# SUPPLIED MATERIAL:
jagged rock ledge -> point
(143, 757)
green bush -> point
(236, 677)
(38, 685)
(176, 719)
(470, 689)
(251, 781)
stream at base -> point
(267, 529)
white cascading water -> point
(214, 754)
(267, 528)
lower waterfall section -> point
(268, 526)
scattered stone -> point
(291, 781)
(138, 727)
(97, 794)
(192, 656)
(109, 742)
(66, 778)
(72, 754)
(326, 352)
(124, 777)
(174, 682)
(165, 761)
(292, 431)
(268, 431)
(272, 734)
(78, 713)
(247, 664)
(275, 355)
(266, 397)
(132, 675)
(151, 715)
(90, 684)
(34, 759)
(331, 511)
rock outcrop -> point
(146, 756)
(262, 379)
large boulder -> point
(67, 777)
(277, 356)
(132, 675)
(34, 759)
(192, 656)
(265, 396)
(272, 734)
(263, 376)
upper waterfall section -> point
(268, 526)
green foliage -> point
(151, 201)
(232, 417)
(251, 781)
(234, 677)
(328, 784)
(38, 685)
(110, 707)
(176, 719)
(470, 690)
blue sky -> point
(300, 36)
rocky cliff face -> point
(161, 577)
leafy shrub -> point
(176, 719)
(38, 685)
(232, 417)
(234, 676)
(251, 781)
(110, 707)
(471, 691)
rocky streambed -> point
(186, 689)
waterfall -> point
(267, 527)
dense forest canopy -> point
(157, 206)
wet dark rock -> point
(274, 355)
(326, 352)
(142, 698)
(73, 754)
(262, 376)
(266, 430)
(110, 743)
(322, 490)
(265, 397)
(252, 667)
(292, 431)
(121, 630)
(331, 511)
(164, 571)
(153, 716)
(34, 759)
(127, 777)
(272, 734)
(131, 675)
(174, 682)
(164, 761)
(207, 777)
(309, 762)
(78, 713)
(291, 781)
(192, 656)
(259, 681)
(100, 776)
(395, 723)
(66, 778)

# TASK GOAL:
Would you please reproduce every line from the one containing "leafy shrub -> point" through the final line of the listing, and only those lines?

# REPLY TO THE TASK:
leafy shrub -> point
(176, 719)
(38, 685)
(232, 417)
(234, 676)
(251, 781)
(110, 707)
(471, 691)
rocky streambed -> point
(186, 689)
waterfall -> point
(267, 527)
dense forest canopy -> point
(157, 206)
wet dark rock -> point
(274, 355)
(326, 352)
(142, 698)
(73, 754)
(262, 376)
(266, 430)
(110, 743)
(322, 490)
(265, 397)
(252, 667)
(292, 431)
(121, 630)
(331, 511)
(164, 571)
(153, 716)
(34, 759)
(127, 777)
(272, 734)
(131, 675)
(174, 682)
(164, 761)
(207, 777)
(309, 762)
(78, 713)
(291, 781)
(192, 656)
(259, 681)
(100, 776)
(395, 723)
(66, 778)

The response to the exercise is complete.